What the task asks ->
How many lines in the items below contain the string "graphic"? Reply with the number alone.

Position identification records
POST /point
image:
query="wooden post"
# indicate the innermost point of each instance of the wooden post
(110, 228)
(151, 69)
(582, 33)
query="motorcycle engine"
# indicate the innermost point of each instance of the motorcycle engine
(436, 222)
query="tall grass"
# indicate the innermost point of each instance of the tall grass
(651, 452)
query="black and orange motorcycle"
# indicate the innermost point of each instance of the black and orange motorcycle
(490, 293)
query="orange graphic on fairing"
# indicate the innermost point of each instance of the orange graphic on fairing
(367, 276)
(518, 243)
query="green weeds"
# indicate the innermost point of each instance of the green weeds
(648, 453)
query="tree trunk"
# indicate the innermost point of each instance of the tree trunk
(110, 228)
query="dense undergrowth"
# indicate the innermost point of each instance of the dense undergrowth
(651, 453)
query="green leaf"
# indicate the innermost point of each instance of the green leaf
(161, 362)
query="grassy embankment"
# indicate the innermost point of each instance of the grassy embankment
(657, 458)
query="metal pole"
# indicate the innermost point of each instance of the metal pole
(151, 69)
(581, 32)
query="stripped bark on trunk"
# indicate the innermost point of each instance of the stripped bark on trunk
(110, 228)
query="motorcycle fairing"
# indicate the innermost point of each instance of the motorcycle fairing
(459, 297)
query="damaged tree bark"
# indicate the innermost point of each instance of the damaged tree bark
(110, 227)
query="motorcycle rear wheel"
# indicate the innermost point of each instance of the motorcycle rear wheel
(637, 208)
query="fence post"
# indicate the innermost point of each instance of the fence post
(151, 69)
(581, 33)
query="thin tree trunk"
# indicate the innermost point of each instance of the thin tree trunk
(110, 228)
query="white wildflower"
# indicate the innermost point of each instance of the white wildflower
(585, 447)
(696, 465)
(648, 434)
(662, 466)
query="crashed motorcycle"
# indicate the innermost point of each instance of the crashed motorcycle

--

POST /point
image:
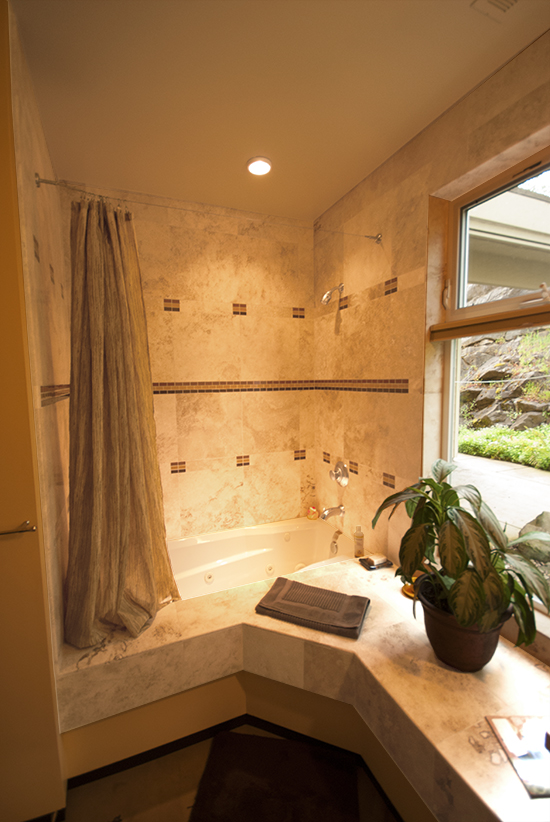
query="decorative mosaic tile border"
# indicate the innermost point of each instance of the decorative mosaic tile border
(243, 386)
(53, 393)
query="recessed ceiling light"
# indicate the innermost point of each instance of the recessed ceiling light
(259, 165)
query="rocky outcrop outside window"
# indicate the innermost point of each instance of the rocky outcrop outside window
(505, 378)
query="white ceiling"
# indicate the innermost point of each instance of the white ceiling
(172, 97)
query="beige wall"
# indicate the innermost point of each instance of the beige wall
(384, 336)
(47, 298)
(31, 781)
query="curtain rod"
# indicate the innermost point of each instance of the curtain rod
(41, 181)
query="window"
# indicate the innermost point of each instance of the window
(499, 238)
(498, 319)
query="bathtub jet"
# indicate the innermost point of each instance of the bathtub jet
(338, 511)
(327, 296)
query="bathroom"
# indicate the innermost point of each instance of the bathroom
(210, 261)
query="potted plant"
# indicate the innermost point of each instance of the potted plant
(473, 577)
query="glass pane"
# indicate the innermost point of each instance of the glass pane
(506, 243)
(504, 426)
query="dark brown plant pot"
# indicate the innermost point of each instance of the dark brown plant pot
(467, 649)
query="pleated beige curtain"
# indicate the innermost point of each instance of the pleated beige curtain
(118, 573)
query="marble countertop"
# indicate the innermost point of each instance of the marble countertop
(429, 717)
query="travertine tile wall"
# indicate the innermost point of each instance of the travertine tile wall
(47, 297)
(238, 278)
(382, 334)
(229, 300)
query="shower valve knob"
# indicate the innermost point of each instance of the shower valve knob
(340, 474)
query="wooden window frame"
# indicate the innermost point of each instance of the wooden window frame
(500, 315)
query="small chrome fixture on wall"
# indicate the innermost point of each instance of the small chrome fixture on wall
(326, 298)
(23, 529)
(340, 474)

==

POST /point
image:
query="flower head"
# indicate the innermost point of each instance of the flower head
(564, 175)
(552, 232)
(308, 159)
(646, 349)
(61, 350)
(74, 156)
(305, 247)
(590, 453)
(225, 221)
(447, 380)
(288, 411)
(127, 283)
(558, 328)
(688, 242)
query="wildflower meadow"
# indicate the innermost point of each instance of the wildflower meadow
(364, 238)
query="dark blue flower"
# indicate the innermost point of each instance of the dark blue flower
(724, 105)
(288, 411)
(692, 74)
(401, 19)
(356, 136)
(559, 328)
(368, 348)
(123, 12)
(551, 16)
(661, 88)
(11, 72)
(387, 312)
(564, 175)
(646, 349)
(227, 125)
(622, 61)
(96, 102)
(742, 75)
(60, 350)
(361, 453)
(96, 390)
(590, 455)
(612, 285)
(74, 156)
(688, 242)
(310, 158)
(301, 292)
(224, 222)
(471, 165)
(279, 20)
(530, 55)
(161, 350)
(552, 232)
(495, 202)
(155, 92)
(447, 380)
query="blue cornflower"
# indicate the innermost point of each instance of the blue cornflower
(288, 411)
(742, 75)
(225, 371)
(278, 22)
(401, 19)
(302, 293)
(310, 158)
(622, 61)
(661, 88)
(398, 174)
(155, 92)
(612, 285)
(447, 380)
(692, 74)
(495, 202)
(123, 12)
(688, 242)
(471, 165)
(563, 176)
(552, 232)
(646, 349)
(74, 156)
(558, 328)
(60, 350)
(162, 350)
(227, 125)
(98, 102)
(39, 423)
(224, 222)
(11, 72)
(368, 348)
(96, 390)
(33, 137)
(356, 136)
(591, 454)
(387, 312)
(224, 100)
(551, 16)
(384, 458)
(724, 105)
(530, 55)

Result of the task ->
2